## TRECHO SELECIONADO
Dados obtidos pelo Estadão via Lei de Acesso à Informação (LAI) mostram que, em 2018, foram 65 apreensões da K4 em todo o sistema prisional do Estado de São Paulo. Em 2021, o número chegou a 1.372. Entre janeiro e abril deste ano, a Secretaria da Administração Penitenciária (SAP) registrou outras 229.
Segundo a pasta, há uma queda no número de apreensões da K4 em 2022, ainda que o ano não tenha se encerrado, por uma “melhora consistente nos métodos de detecção da entrada da droga”. Os números, no entanto, escondem uma realidade mais ampla e preocupante, já que uma folha de tamanho A4 pode conter até 1,2 mil micropontos ou selos (equivalentes a doses) ativos da droga, que já é vendida fora do sistema prisional.
A K4 é tecnicamente classificada como um canabinoide sintético e pertence ao grupo das Novas Substâncias Psicoativas, segundo o Escritório das Nações Unidas sobre Drogas e Crime (UNODC). Essas moléculas são criadas em laboratório com fórmulas específicas que mimetizam os efeitos de drogas já conhecidas – como LSD, maconha, cocaína, heroína etc – e, ao mesmo tempo, conseguem burlar medidas internacionais de controle e apreensão.
CONTRABANDO. No caso específico da K4, a matéria-prima para a fabricação da droga chega ao Brasil pelo contrabando ilegal em portos, aeroportos e fronteiras terrestres. Ela vem da Ásia, de partes da Europa e do norte da África em pequenas pedras que se assemelham a sais de banho. Uma vez no País, são “cozinhadas” em laboratórios normais “de fundo de quintal” até serem transformadas em um líquido transparente. Esse líquido contém princípios ativos sintéticos e é borrifado em folhas de gramatura grossa, parecidas com papel de carta. A partir daí, os pedaços de papel (micropontos) são consumidos rasgados em meio ao tabaco ou como “selos” dissolvidos embaixo da língua, como o LSD.
FANTASMA. “A K4 apareceu inicialmente como um grande fantasma. Muito se falava em apreensão e pouco se conhecia sobre o produto, a produção e a distribuição”, afirma o promotor Tiago Dutra Fonseca, do Grupo de Atuação Especial de Combate ao Crime Organizado (Gaeco) do Ministério Público de São Paulo. “Mas, pelo que investigamos, a forma como ela é feita e distribuída no Brasil é inédita no mundo.”

## ORDEM DE SERVIÇO 1
Transcreva da reportagem sobre a K4 o trecho que se inicia nas palavras “A K4 é tecnicamente” e se encerra após “controle e apreensão.”.
## ORDEM DE SERVIÇO 2
Segundo a reportagem sobre a K4, quantos micropontos ou selos ativos da droga uma folha de tamanho A4 pode conter?
## ORDEM DE SERVIÇO 3
Retome a reportagem sobre a K4 e prossiga a partir da última frase apresentada.

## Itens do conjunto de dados

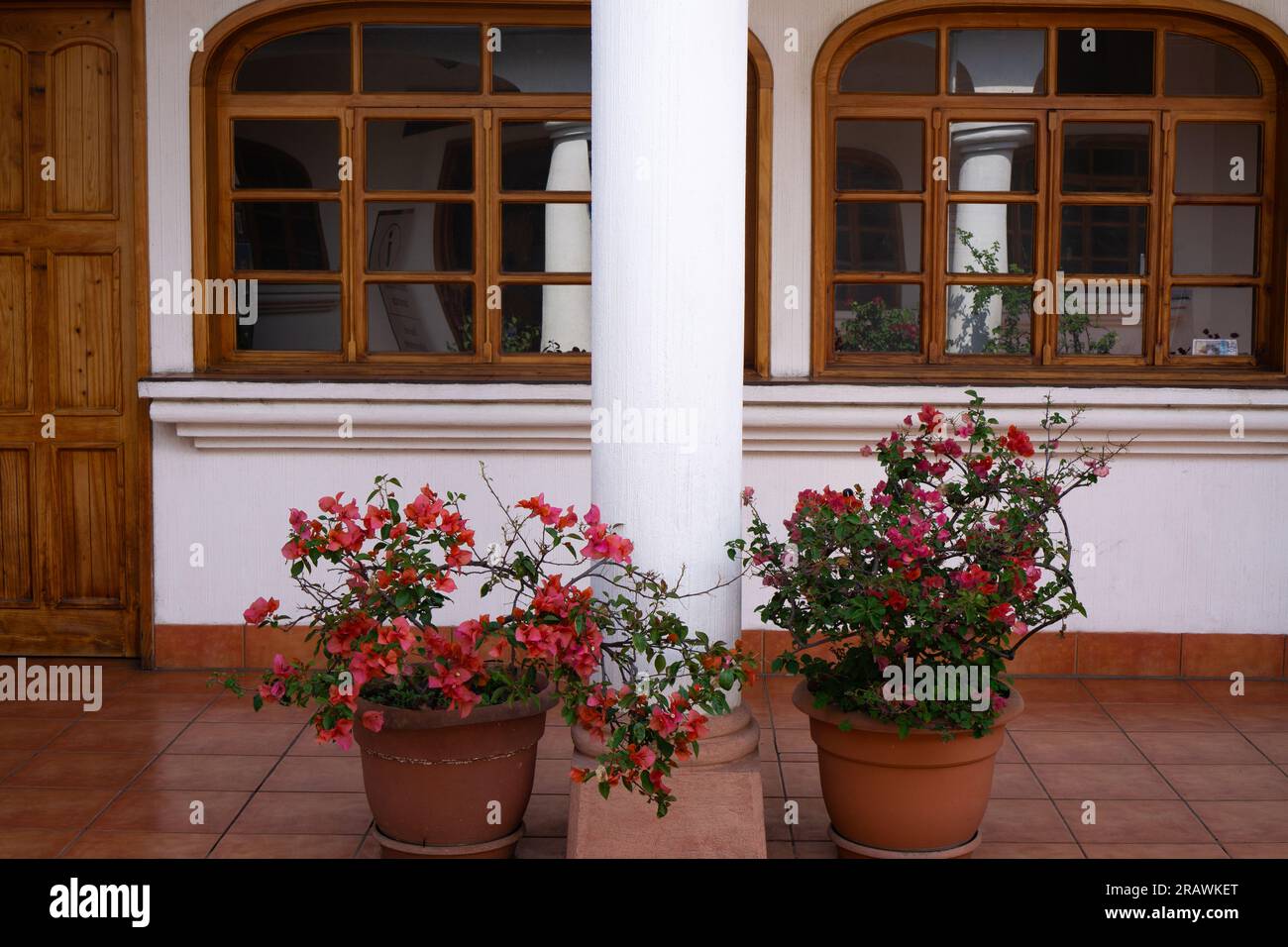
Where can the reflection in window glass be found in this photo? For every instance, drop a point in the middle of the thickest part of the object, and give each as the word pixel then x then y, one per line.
pixel 420 317
pixel 876 155
pixel 879 237
pixel 542 59
pixel 286 154
pixel 1103 239
pixel 991 237
pixel 1214 321
pixel 1218 158
pixel 420 237
pixel 1106 62
pixel 997 60
pixel 1214 239
pixel 876 317
pixel 1111 157
pixel 1201 67
pixel 286 235
pixel 990 320
pixel 292 317
pixel 313 60
pixel 420 58
pixel 545 237
pixel 545 157
pixel 992 157
pixel 552 320
pixel 900 64
pixel 412 155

## RESPOSTA ESCRITA 1
A K4 é tecnicamente classificada como um canabinoide sintético e pertence ao grupo das Novas Substâncias Psicoativas, segundo o Escritório das Nações Unidas sobre Drogas e Crime (UNODC). Essas moléculas são criadas em laboratório com fórmulas específicas que mimetizam os efeitos de drogas já conhecidas – como LSD, maconha, cocaína, heroína etc – e, ao mesmo tempo, conseguem burlar medidas internacionais de controle e apreensão.

## RESPOSTA ESCRITA 2
Até 1,2 mil micropontos ou selos.

## RESPOSTA ESCRITA 3
Fonseca explica que a disseminação da droga ainda se dá “de forma predominante dentro dos sistemas prisionais”, que foram usados pelo Primeiro Comando da Capital (PCC) como “balões de ensaio” para os efeitos da substância. Por passar “despercebida” como uma simples folha de papel, a droga já foi encontrada dentro de tubos de pasta de dente, sola de chinelos, de chuteiras, fatias de pão, pedaços de bolo, costuras de roupa, fotos, cartas etc.
Hoje, entretanto, a K4 já ultrapassou os limites das celas e pode ser encontrada “na rua”, onde um microponto (selo) custa em torno de R$ 30. “Descobrimos que o PCC tinha um caixa exclusivo, com uma equipe de contabilidade apenas para administrar a venda da K4. Em um mês, eles chegavam a lucrar mais de R$ 1 milhão só com essa droga”, afirma o promotor.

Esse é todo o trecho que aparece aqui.